### WAS ERWARTET WIRD
Auf welchen Betrag setzt der Beschluss des Verwaltungsgerichts Berlin den Wert des Verfahrensgegenstandes fest?

### LESETEXT
────────────────────

VG Berlin, Beschluss vom 11.05.2011 - 1 L 148.11
Fundstelle
openJur 2012, 15203
  • Rkr:
Tenor

Die aufschiebende Wirkung des Widerspruchs des Antragstellers vom 5. Mai 2011 gegen den Bescheid des Polizeipräsidenten in Berlin vom 3. Mai wird wiederhergestellt.

Der Antragsgegner trägt die Kosten des Verfahrens.

Der Wert des Verfahrensgegenstandes wird auf 2.500,00 Euro festgesetzt.

Gründe

Mit für sofort vollziehbar erklärtem Bescheid vom 3. Mai 2011 stellte der Polizeipräsident in Berlin fest, dass es sich bei der vom Antragsteller geplanten und angezeigten Veranstaltung am 14. Mai 2011 mit dem Motto "Für den Erhalt der Kastanienallee/Unterschriftensammlung für das Bürgerbegehren Kastanienallee" nicht um eine Versammlung unter freiem Himmel im Sinne von Art. 8 Abs. 1 GG i. V. m. §§ 1 Abs. 1, 14 Abs. 1 VersammlG handele. Der Schutzbereich des Grundrechts auf Versammlungsfreiheit sei daher nicht eröffnet, eine erlaubnisfreie Durchführung nicht möglich, da die Aktion den Gemeingebrauch öffentlichen Straßenlandes übersteige.

Der nach § 80 Abs. 1 VwGO auch für feststellende Verwaltungsakte zulässige Antrag des Antragstellers,

die aufschiebende Wirkung seines Widerspruchs vom 5. Mai 2011 gegen den Bescheid des Polizeipräsidenten in Berlin vom 3. Mai wiederherzustellen,

hat Erfolg. Bei der hier allein möglichen, aber auch ausreichenden summarischen Prüfung erweist sich der angegriffene Bescheid als rechtswidrig, so dass das Aussetzungsinteresse des Antragstellers das öffentliche Vollziehungsinteresse überwiegt. Denn an der Vollziehung eines rechtswidrigen Verwaltungsaktes kann per se kein Interesse bestehen. Es erscheint als möglich, dass der Bescheid bereits deshalb rechtswidrig ist, weil es für die getroffene Feststellung an einer Ermächtigungsgrundlage fehlt. Zwar hat das Oberverwaltungsgericht (anders als die Kammer, vgl. Urteil vom 23. November 2004 - 1 A 271.01 -, juris) im Wege der Auslegung von §§ 14 Abs. 1, 15 Abs. 1 VersammlG die Ermächtigung der Versammlungsbehörde bejaht durch Verwaltungsakt festzustellen, dass eine angemeldete Versammlung nicht als Versammlung im Sinne des Versammlungsgesetzes behandelt wird (vgl. OVG Berlin-Brandenburg, Urteil vom 2. Mai 2006 - 1 B 4.05 -, juris Rn. 19). Das Bundesverwaltungsgericht hat in der dazu gehörenden Revisionsentscheidung es hingegen nicht von vornherein für ausgeschlossen angesehen, dass es an einer solchen Ermächtigungsgrundlage fehlen könnte (vgl. BVerwG, Urteil vom 16. Mai 2007 - 6 C 23.06 -, juris Rn. 13). Dies kann hier jedoch dahinstehen, denn der Bescheid ist materiell-rechtlich rechtswidrig.

────────────────────

### EXTRAHIERTE EINTRÄGE
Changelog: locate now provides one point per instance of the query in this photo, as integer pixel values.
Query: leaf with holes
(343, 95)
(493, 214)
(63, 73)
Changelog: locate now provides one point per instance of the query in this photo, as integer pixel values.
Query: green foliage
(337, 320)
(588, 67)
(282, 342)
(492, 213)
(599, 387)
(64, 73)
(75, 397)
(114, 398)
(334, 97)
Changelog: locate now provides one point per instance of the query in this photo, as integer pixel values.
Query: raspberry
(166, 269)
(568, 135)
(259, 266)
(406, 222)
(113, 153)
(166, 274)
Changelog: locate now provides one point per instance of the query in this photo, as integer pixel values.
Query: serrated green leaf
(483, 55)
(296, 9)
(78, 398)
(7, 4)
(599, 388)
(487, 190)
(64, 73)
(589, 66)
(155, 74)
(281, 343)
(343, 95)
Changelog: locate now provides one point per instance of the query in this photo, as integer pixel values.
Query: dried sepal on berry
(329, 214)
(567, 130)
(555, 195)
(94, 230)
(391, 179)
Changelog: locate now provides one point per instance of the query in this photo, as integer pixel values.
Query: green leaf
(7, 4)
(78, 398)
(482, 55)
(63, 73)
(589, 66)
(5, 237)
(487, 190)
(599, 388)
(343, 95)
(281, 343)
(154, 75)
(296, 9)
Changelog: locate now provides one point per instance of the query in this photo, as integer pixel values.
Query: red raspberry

────────────────────

### DAS ERGEBNIS
Auf 2.500,00 Euro.